* Start DATA TO USE *
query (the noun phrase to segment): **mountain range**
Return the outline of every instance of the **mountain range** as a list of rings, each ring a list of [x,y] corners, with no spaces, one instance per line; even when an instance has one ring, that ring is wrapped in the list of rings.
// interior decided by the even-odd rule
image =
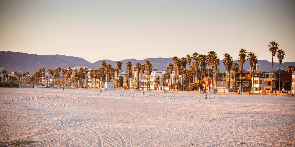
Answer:
[[[102,60],[106,61],[107,64],[111,64],[112,67],[115,68],[117,61],[109,60],[101,60],[93,63],[87,61],[81,58],[67,56],[62,55],[39,55],[36,54],[29,54],[20,52],[10,51],[0,51],[0,68],[4,68],[9,73],[14,71],[19,72],[29,72],[30,73],[34,73],[39,69],[44,68],[45,69],[55,69],[58,67],[61,68],[73,67],[78,66],[87,66],[93,69],[98,69],[101,67],[101,63]],[[274,59],[277,60],[276,56]],[[145,61],[150,61],[153,66],[153,69],[161,71],[164,70],[170,63],[173,63],[171,58],[147,58],[144,60],[139,60],[133,59],[121,60],[123,64],[122,70],[125,69],[125,65],[127,61],[130,61],[135,66],[137,63],[144,64]],[[226,68],[222,64],[223,61],[220,61],[220,65],[218,68],[221,72],[225,71]],[[237,60],[234,62],[238,63]],[[258,61],[257,64],[261,65],[262,71],[271,71],[271,62],[264,60]],[[285,66],[295,66],[295,62],[286,62],[281,64],[281,70],[285,70],[287,68]],[[245,69],[249,69],[249,63],[246,61],[244,64],[244,68]],[[278,63],[274,62],[273,68],[276,70],[278,69]]]

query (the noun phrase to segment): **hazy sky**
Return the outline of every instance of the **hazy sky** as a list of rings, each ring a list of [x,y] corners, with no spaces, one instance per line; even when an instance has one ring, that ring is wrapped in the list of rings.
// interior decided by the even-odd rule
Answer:
[[[244,48],[271,61],[273,40],[295,61],[295,1],[0,0],[0,50],[93,63]]]

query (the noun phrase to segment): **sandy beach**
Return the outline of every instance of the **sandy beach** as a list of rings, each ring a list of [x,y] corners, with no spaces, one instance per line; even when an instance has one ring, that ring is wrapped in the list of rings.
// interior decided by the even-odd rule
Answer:
[[[0,88],[0,146],[295,146],[294,97],[99,92]]]

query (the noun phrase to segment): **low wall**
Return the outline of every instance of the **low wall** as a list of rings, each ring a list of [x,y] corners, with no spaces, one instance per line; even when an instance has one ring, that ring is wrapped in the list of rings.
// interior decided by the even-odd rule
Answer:
[[[76,88],[78,89],[82,89],[83,88]],[[85,89],[85,88],[84,88],[84,89]],[[88,89],[93,89],[93,90],[102,90],[102,88],[87,88]],[[149,90],[147,89],[135,89],[135,88],[130,88],[130,89],[127,89],[127,88],[116,88],[115,89],[115,90],[130,90],[131,91],[145,91],[145,92],[159,92],[160,93],[163,93],[164,92],[163,91],[165,91],[165,93],[190,93],[190,94],[206,94],[208,93],[208,92],[207,91],[206,92],[204,92],[204,91],[170,91],[170,90],[167,90],[163,91],[163,90]],[[217,93],[216,94],[217,95],[219,95],[219,92],[217,92]],[[214,94],[213,91],[209,91],[209,94]],[[243,95],[281,95],[283,96],[294,96],[294,95],[292,95],[291,94],[286,94],[286,93],[279,93],[278,92],[277,93],[253,93],[250,92],[242,92],[241,93],[241,94]],[[223,94],[223,91],[221,92],[221,95],[239,95],[237,94],[237,93],[235,92],[225,92],[225,94]]]
[[[20,88],[32,88],[32,84],[20,84]]]

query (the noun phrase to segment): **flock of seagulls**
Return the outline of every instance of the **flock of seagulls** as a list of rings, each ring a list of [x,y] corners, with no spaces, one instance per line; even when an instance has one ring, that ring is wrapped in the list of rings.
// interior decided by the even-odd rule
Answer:
[[[140,98],[140,97],[150,98],[152,99],[158,99],[159,101],[166,102],[170,101],[172,103],[173,101],[179,101],[183,102],[185,100],[193,99],[194,98],[204,97],[202,95],[195,95],[186,96],[183,95],[160,95],[160,94],[147,94],[143,95],[139,94],[122,94],[114,93],[103,93],[97,94],[95,95],[89,95],[82,96],[69,94],[68,95],[48,95],[48,96],[23,96],[8,97],[7,96],[0,97],[0,100],[6,99],[6,100],[11,101],[12,102],[9,102],[9,104],[17,104],[17,107],[19,107],[20,105],[22,105],[24,107],[30,107],[32,108],[55,107],[57,106],[64,107],[69,105],[75,105],[78,106],[79,104],[82,106],[92,104],[94,105],[100,100],[102,102],[106,100],[107,103],[117,103],[120,99],[125,100],[134,99],[135,98]],[[208,96],[208,98],[221,98],[219,96]],[[107,99],[108,98],[111,98]],[[130,99],[131,98],[131,99]],[[68,99],[66,101],[65,99]],[[50,102],[53,101],[56,102],[57,100],[59,101],[57,103]],[[44,103],[39,102],[44,101],[48,102]],[[201,101],[196,101],[201,102]],[[202,103],[207,102],[213,102],[213,101],[201,101]],[[187,101],[189,103],[189,101]],[[44,103],[44,102],[43,102]],[[101,103],[102,103],[101,102]],[[81,106],[81,105],[80,105]],[[10,107],[10,106],[8,106]]]

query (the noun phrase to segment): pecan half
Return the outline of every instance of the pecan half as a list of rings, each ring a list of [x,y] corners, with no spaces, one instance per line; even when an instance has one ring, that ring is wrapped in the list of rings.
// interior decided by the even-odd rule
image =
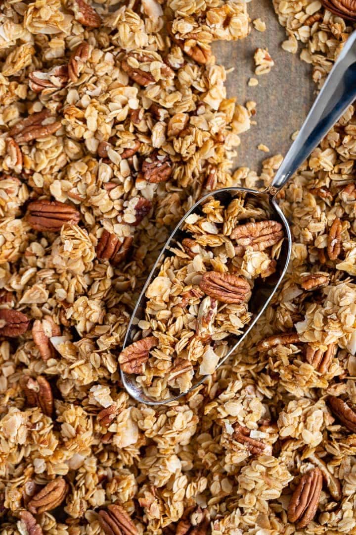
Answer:
[[[101,260],[109,260],[116,265],[126,258],[133,238],[128,236],[121,240],[104,228],[97,246],[97,257]]]
[[[322,20],[322,16],[320,13],[315,13],[313,15],[310,15],[303,22],[303,25],[305,26],[312,26],[315,22],[318,22],[319,20]]]
[[[60,334],[59,326],[54,323],[50,316],[47,315],[43,319],[36,319],[34,322],[32,338],[45,362],[56,355],[56,349],[51,343],[50,338],[60,336]]]
[[[35,93],[40,93],[44,89],[49,93],[60,89],[67,84],[68,80],[67,65],[56,65],[47,72],[33,71],[28,75],[30,89]]]
[[[184,511],[174,532],[175,535],[207,535],[210,523],[207,511],[203,511],[200,507],[195,510],[194,509],[194,507],[188,507]],[[197,524],[192,523],[193,516],[197,517]]]
[[[140,69],[139,65],[140,63],[151,63],[152,61],[152,58],[149,56],[131,52],[123,59],[121,67],[131,80],[146,87],[154,83],[155,80],[149,71]]]
[[[68,491],[68,485],[62,477],[57,478],[44,487],[29,502],[28,508],[34,515],[51,511],[60,505]]]
[[[300,286],[304,290],[310,292],[325,286],[329,282],[329,277],[321,273],[310,273],[300,277]]]
[[[9,131],[9,135],[13,137],[28,126],[40,125],[45,119],[50,117],[51,114],[49,110],[43,110],[37,113],[29,115],[26,119],[22,119],[14,125]]]
[[[334,416],[353,433],[356,433],[356,412],[340,398],[329,396],[329,406]]]
[[[202,249],[201,246],[195,240],[192,240],[190,238],[185,238],[182,240],[181,244],[185,252],[191,258],[194,258],[199,255]]]
[[[280,334],[272,334],[259,342],[256,346],[260,353],[268,351],[275,346],[286,346],[289,343],[298,343],[299,342],[298,333],[281,333]]]
[[[246,247],[254,251],[263,251],[278,243],[284,236],[283,227],[276,221],[259,221],[239,225],[233,230],[230,238],[236,240],[236,254],[242,255]]]
[[[107,535],[138,535],[129,515],[121,505],[109,505],[99,511],[99,520]]]
[[[196,334],[205,336],[211,334],[215,317],[218,311],[218,302],[208,295],[200,303],[196,316]]]
[[[321,0],[321,3],[335,15],[349,20],[356,20],[355,0]]]
[[[0,304],[10,304],[12,301],[12,292],[2,288],[0,290]]]
[[[51,117],[49,110],[44,110],[38,113],[33,113],[26,119],[17,123],[10,128],[9,134],[17,143],[26,143],[33,139],[41,139],[54,134],[61,127],[60,121],[44,124]]]
[[[58,232],[64,223],[77,223],[81,218],[75,208],[59,201],[34,201],[28,208],[26,220],[32,228],[39,232]]]
[[[342,228],[342,224],[339,218],[335,218],[328,235],[328,256],[330,260],[336,260],[341,253]]]
[[[154,336],[134,342],[123,349],[118,356],[120,368],[125,373],[141,373],[148,360],[149,351],[158,344]]]
[[[266,445],[260,440],[250,437],[251,430],[243,425],[236,424],[234,428],[234,433],[232,435],[233,440],[244,444],[247,449],[252,455],[262,455],[263,454]]]
[[[87,28],[99,28],[101,26],[100,17],[85,0],[73,0],[72,8],[74,13],[74,18],[83,26],[86,26]]]
[[[309,455],[309,458],[316,464],[322,474],[324,480],[326,483],[329,489],[329,492],[335,500],[341,500],[342,493],[341,492],[341,485],[340,482],[331,473],[328,468],[326,464],[316,453],[312,453]]]
[[[205,65],[211,57],[211,49],[208,45],[197,42],[198,35],[194,32],[186,34],[184,39],[177,37],[172,30],[172,22],[167,24],[168,33],[172,40],[181,48],[183,52],[192,58],[197,63]]]
[[[243,303],[251,293],[250,285],[242,277],[218,271],[204,273],[199,287],[207,295],[222,303]]]
[[[154,151],[143,162],[139,179],[154,184],[166,182],[172,174],[173,169],[169,156],[159,154]]]
[[[306,362],[321,373],[325,373],[329,369],[333,357],[335,354],[336,346],[330,343],[326,351],[322,349],[313,349],[312,346],[308,344],[306,349]]]
[[[30,320],[18,310],[0,309],[0,335],[15,338],[26,332]]]
[[[135,212],[136,219],[133,224],[134,226],[139,225],[144,217],[146,217],[152,208],[152,203],[148,199],[144,197],[139,198],[135,207]]]
[[[300,529],[307,526],[317,513],[322,486],[322,475],[319,468],[313,468],[302,476],[289,502],[290,522],[297,523]]]
[[[115,403],[102,409],[97,415],[97,421],[104,427],[108,427],[113,420],[114,420],[118,413],[117,406]]]
[[[75,83],[89,57],[89,45],[83,41],[78,45],[70,56],[68,64],[68,74],[72,82]]]
[[[28,511],[20,511],[18,522],[19,531],[23,535],[43,535],[42,528]]]
[[[51,416],[53,411],[53,396],[51,385],[44,377],[36,379],[25,376],[20,383],[30,407],[39,407],[43,414]]]

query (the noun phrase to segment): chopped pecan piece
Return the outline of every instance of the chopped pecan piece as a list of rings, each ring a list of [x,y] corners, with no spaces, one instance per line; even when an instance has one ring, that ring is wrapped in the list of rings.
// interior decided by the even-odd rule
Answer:
[[[126,158],[131,158],[131,156],[136,154],[140,147],[141,142],[139,141],[138,139],[134,140],[133,146],[124,149],[123,152],[121,154],[121,157],[123,160],[126,159]]]
[[[254,251],[263,251],[278,243],[284,236],[283,227],[276,221],[259,221],[239,225],[233,230],[230,238],[236,240],[236,254],[242,256],[246,247]]]
[[[64,223],[77,223],[81,218],[75,208],[59,201],[34,201],[28,208],[26,220],[32,228],[39,232],[58,232]]]
[[[236,442],[244,444],[249,451],[251,452],[251,455],[263,455],[266,448],[266,445],[260,440],[251,438],[250,433],[250,429],[236,424],[234,428],[234,433],[232,437],[233,440],[236,440]]]
[[[29,323],[27,316],[22,312],[0,309],[0,335],[15,338],[26,332]]]
[[[335,218],[328,235],[328,256],[330,260],[336,260],[341,253],[342,228],[342,223],[339,218]]]
[[[100,425],[108,427],[113,420],[114,420],[118,413],[117,406],[115,403],[102,409],[97,416],[97,421]]]
[[[42,528],[36,522],[28,511],[20,511],[20,520],[18,523],[19,531],[23,535],[43,535]]]
[[[87,28],[99,28],[101,26],[100,17],[85,0],[73,0],[72,7],[74,13],[74,18],[83,26],[86,26]]]
[[[56,355],[56,350],[51,345],[50,339],[52,337],[60,336],[59,326],[55,323],[50,316],[46,315],[43,319],[36,319],[32,327],[32,337],[39,351],[42,360],[46,362],[49,358]]]
[[[315,290],[329,282],[329,276],[321,273],[310,273],[300,277],[300,286],[307,292]]]
[[[326,351],[322,349],[314,349],[312,346],[308,345],[306,349],[306,362],[321,373],[325,373],[329,369],[333,357],[335,354],[336,346],[330,343]]]
[[[136,219],[133,224],[135,226],[139,225],[144,217],[146,217],[152,207],[152,203],[148,199],[141,197],[139,199],[135,207]]]
[[[305,528],[315,515],[319,505],[322,475],[319,468],[313,468],[302,476],[292,495],[288,506],[288,520]]]
[[[326,483],[329,492],[335,500],[341,500],[342,495],[340,482],[331,473],[326,463],[320,458],[316,453],[312,453],[309,458],[320,468],[324,480]]]
[[[175,531],[175,535],[207,535],[210,523],[207,511],[203,511],[200,507],[195,510],[194,509],[194,507],[189,507],[184,511]],[[193,516],[197,517],[197,522],[194,525],[192,523]]]
[[[55,509],[62,503],[68,491],[68,485],[62,477],[57,478],[44,487],[28,502],[28,508],[34,515],[40,515]]]
[[[159,154],[155,150],[143,164],[138,178],[154,184],[166,182],[172,174],[173,169],[170,158]]]
[[[199,254],[200,246],[195,240],[192,240],[190,238],[185,238],[182,241],[181,244],[183,246],[185,252],[191,258],[194,258],[196,255]],[[196,252],[194,251],[194,249]]]
[[[10,158],[7,165],[15,171],[20,171],[23,163],[21,149],[12,137],[6,139],[6,154]]]
[[[356,433],[356,412],[347,403],[336,396],[329,396],[328,402],[334,416],[347,429]]]
[[[262,352],[268,351],[275,346],[286,346],[289,343],[298,343],[299,342],[298,333],[281,333],[280,334],[272,334],[259,342],[257,346],[257,351]]]
[[[339,17],[356,21],[356,4],[354,0],[321,0],[321,3]]]
[[[174,361],[173,366],[169,370],[169,375],[167,379],[168,383],[175,383],[179,376],[193,371],[193,364],[186,358],[181,358],[178,357]]]
[[[140,69],[139,65],[141,63],[149,64],[152,61],[152,58],[149,56],[131,52],[123,59],[121,62],[121,67],[123,71],[124,71],[134,82],[146,87],[151,83],[154,83],[155,80],[149,71]]]
[[[356,184],[353,182],[345,186],[340,192],[340,197],[346,202],[353,202],[356,200]]]
[[[194,32],[186,34],[184,39],[176,37],[172,30],[172,23],[167,25],[167,29],[172,40],[181,48],[183,52],[192,58],[197,63],[205,65],[211,57],[211,49],[207,44],[197,41],[198,34]]]
[[[215,317],[218,311],[218,302],[208,295],[200,303],[196,316],[196,334],[205,336],[211,334]]]
[[[25,376],[20,381],[21,386],[30,407],[39,407],[43,414],[51,416],[53,411],[53,396],[51,385],[44,377],[36,379]]]
[[[68,67],[67,65],[56,65],[47,72],[33,71],[28,77],[30,89],[35,93],[40,93],[44,89],[47,91],[60,89],[68,82]]]
[[[89,45],[83,41],[78,45],[70,56],[68,64],[68,74],[72,82],[75,83],[89,57]]]
[[[251,294],[250,285],[242,277],[218,271],[204,273],[199,286],[207,295],[222,303],[239,304],[248,301]]]
[[[131,236],[121,240],[104,228],[97,246],[97,257],[114,265],[120,264],[128,254],[132,240]]]
[[[33,139],[41,139],[54,134],[61,127],[60,121],[43,123],[51,117],[49,110],[44,110],[38,113],[33,113],[26,119],[17,123],[10,128],[9,134],[17,143],[26,143]]]
[[[141,373],[148,360],[149,351],[158,344],[154,336],[134,342],[123,349],[118,356],[120,368],[125,373]]]
[[[109,505],[99,511],[99,522],[107,535],[138,535],[136,526],[121,505]]]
* End DATA TO USE *
* [SHORT TASK]:
Reproduce the material above word for word, starting from its first line and ending with the line that contains "Return the outline of every instance of the **mountain", including that line.

* [ANSWER TO THIS PROBLEM]:
query (the noun phrase to segment): **mountain range**
Return the outline of every instance of the **mountain range** as a list of rings, each ring a list of [x,y] corners, with no spaces, one instance per line; even when an instance has one ring, that ring is wrapped in the list of rings.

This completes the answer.